Task description: Rewrite the lines from the one containing "Task: indicate the lake" through the one containing "183), (23, 252)]", substituting "palm tree" for "coconut palm tree" and leaving everything else unchanged. Give only those lines, without the pictures.

Task inputs:
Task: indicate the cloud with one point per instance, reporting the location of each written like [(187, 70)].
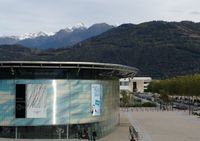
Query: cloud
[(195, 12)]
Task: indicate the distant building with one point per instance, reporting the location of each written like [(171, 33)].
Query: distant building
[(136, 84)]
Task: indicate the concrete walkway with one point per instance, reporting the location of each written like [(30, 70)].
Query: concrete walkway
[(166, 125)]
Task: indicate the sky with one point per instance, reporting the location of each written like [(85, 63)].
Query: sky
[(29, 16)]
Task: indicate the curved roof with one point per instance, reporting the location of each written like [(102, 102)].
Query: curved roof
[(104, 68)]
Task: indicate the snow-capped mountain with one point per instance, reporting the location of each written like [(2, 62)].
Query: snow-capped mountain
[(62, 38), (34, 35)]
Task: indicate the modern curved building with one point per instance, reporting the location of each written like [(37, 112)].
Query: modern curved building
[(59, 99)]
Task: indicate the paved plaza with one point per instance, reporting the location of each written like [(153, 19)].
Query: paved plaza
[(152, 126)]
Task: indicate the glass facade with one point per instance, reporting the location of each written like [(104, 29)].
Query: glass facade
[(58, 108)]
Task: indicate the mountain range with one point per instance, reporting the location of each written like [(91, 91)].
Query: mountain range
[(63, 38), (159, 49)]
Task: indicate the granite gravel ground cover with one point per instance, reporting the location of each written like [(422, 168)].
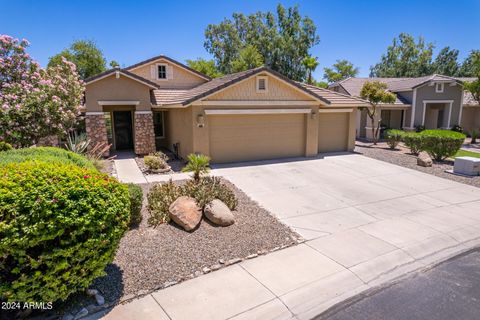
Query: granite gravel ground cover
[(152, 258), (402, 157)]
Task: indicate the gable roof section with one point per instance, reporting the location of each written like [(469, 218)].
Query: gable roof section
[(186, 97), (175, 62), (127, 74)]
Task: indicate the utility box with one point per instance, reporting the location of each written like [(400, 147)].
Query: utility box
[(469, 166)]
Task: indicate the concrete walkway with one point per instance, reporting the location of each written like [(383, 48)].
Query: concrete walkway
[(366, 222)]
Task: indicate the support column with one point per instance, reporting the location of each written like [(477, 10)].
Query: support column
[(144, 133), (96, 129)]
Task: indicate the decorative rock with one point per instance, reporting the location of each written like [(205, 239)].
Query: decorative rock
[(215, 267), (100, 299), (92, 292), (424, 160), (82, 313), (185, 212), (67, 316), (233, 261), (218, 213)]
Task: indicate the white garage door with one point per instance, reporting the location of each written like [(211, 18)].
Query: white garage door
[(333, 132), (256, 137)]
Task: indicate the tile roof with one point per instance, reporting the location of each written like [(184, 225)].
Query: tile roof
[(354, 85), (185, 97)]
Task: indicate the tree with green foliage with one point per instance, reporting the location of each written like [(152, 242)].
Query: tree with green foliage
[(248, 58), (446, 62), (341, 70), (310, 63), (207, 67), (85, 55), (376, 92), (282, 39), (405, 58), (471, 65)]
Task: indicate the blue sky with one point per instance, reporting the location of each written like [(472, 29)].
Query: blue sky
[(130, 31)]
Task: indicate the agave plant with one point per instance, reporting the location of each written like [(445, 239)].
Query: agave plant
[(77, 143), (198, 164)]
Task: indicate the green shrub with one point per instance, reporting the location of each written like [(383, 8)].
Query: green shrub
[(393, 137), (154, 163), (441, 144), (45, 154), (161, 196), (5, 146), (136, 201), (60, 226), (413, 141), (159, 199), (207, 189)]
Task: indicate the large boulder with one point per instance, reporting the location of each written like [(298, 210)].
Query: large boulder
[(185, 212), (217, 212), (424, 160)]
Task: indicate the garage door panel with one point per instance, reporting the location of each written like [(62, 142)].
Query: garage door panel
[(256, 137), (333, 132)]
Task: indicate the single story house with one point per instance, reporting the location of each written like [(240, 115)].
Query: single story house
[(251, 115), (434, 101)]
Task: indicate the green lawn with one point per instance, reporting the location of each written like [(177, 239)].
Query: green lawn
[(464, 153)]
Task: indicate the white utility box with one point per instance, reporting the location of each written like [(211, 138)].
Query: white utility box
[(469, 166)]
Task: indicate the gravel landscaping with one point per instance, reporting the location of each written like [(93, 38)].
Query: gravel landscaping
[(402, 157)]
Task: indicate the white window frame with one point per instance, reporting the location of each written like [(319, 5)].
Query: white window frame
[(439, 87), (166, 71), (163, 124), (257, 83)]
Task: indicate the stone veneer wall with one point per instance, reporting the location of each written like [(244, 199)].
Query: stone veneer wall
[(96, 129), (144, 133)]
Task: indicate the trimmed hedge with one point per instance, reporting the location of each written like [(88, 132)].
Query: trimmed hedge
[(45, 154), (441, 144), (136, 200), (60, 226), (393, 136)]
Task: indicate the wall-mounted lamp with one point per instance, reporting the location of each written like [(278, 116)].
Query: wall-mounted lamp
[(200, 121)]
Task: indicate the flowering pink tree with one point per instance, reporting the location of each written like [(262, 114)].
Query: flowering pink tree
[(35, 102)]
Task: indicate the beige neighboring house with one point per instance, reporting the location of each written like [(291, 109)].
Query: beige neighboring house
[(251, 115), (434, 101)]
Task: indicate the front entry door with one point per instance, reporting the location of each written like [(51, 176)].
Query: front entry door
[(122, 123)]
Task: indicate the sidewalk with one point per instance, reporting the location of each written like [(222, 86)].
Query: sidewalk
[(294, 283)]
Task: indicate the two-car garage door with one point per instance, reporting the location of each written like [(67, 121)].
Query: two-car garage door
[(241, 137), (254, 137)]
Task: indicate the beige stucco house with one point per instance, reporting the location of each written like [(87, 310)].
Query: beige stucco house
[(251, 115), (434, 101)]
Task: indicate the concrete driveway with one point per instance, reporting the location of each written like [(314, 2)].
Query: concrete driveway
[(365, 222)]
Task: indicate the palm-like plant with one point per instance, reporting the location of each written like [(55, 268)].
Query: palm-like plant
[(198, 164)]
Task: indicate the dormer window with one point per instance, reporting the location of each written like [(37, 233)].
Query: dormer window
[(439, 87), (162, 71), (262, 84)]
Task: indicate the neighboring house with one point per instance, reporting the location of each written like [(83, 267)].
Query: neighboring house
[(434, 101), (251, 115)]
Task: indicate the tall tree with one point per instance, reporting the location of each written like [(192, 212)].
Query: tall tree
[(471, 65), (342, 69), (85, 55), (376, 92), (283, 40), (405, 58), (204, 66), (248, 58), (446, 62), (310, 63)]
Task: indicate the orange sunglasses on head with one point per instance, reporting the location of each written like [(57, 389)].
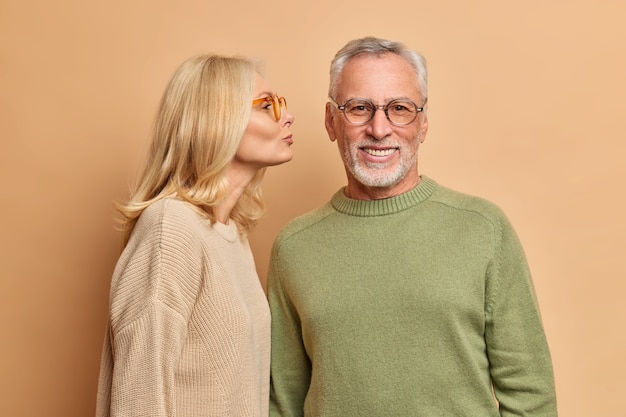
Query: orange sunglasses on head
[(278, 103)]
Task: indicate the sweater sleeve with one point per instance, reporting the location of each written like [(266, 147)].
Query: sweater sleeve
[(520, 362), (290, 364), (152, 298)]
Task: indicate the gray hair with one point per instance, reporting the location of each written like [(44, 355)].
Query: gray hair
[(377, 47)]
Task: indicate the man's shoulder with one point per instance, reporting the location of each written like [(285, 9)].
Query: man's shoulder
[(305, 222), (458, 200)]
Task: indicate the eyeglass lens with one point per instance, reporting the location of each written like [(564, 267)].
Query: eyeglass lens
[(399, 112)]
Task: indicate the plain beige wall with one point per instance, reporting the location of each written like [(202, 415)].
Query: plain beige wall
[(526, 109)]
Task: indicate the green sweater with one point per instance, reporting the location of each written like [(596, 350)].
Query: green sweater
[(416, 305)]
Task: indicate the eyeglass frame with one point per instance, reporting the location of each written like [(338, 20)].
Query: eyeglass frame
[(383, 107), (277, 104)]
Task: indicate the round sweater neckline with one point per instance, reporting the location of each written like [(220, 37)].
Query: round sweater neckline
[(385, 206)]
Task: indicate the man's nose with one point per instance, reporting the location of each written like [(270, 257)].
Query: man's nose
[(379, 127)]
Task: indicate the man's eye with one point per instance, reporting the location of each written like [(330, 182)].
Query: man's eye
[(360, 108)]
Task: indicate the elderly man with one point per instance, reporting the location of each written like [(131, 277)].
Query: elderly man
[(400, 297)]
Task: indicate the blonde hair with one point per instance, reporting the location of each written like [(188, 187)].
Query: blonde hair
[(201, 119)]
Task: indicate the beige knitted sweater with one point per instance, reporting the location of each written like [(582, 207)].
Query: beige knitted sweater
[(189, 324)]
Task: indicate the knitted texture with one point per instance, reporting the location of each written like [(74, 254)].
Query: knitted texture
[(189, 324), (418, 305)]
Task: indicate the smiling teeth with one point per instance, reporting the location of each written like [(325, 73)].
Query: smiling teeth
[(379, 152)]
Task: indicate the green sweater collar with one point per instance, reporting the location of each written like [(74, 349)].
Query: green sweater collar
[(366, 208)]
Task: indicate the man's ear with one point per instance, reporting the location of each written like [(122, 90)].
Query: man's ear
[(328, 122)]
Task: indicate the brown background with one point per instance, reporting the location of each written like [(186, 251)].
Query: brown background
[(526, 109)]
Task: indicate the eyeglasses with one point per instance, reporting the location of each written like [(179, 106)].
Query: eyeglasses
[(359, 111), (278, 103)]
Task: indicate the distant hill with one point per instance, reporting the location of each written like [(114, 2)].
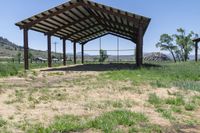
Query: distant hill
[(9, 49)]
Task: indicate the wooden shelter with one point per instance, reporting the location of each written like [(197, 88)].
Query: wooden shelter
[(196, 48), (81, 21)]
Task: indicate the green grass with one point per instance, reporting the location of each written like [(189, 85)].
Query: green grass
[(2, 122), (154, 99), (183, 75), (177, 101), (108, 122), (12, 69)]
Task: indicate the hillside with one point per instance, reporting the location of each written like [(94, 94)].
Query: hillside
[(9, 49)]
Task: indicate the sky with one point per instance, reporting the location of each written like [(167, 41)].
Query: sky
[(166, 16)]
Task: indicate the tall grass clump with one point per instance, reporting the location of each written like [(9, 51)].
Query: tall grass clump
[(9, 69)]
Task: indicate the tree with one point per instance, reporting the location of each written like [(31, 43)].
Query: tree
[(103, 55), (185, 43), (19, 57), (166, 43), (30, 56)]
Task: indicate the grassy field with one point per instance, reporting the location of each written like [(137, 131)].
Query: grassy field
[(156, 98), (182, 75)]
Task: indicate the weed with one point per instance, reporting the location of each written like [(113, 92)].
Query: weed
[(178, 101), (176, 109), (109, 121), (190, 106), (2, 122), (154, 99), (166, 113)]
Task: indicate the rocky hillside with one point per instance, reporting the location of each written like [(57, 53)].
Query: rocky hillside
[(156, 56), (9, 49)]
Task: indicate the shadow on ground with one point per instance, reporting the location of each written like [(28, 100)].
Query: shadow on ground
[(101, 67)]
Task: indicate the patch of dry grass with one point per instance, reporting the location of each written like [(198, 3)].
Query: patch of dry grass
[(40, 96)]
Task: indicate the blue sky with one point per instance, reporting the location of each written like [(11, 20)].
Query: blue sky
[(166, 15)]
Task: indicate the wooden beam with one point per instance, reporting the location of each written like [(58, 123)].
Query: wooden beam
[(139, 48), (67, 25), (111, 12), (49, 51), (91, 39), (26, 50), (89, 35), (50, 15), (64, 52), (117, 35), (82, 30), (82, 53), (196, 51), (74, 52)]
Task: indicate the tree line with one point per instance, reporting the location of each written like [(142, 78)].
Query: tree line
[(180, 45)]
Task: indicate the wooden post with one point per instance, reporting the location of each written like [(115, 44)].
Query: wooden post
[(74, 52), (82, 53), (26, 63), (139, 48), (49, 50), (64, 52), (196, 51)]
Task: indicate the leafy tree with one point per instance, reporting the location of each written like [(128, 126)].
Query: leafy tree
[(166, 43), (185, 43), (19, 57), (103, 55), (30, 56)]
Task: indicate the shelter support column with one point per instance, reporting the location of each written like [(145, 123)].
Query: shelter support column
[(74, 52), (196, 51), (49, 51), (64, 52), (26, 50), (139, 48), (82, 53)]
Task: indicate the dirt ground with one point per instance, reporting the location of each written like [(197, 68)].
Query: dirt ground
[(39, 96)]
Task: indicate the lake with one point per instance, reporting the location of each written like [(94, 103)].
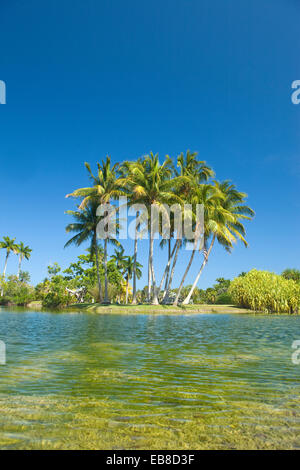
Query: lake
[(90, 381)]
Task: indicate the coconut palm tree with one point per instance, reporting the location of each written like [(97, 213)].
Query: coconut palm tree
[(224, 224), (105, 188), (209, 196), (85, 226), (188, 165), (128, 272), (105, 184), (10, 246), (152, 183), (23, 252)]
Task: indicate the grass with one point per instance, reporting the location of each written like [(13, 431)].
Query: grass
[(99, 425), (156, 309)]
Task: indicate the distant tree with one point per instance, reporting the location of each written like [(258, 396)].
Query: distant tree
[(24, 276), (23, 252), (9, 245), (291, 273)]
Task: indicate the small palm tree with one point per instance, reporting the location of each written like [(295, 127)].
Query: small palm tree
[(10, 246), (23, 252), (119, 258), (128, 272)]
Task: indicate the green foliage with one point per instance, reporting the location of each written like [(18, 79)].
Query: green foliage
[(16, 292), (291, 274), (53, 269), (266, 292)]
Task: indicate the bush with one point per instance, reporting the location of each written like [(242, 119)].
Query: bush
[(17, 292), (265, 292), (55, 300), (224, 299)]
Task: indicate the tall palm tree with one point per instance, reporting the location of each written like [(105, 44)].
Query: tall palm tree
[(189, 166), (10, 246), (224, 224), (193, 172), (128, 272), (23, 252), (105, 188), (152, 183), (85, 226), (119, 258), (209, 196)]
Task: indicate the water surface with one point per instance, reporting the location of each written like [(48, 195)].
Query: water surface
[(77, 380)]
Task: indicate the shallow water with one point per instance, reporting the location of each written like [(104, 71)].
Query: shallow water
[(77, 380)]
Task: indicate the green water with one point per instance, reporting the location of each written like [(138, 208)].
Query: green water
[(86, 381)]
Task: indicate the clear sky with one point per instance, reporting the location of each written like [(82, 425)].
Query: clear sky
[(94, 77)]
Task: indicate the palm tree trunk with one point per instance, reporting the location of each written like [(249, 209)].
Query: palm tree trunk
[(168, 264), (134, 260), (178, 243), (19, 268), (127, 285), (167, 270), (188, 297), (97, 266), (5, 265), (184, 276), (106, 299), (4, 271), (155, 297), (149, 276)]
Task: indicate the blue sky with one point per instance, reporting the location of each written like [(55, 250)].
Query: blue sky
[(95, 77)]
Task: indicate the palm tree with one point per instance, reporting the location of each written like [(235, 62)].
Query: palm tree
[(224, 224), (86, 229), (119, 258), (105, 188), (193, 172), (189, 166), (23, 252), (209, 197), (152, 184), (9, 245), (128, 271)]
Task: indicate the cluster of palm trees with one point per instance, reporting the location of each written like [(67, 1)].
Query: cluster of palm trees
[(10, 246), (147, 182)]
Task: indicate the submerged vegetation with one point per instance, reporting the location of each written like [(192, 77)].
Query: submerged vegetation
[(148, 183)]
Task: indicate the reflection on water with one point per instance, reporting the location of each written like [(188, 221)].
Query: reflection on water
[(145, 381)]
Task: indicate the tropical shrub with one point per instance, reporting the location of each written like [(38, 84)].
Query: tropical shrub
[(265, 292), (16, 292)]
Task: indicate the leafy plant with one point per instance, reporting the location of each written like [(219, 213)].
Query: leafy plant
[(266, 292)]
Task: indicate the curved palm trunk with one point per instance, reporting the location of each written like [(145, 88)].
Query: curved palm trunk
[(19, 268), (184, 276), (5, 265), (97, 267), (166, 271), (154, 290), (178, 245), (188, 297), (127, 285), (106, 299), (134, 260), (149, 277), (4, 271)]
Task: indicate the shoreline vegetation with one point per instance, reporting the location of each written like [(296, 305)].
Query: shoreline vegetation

Result for this exercise:
Task: indicate the lake with one point per instance, reporting the location of each written like [(94, 103)].
Query: lake
[(90, 381)]
Task: indicate the palm tree with one point per instance, reporting the location of each written like [(97, 213)].
Query: palm tree
[(224, 224), (105, 188), (209, 196), (85, 226), (188, 165), (128, 272), (105, 184), (10, 246), (152, 183), (23, 252)]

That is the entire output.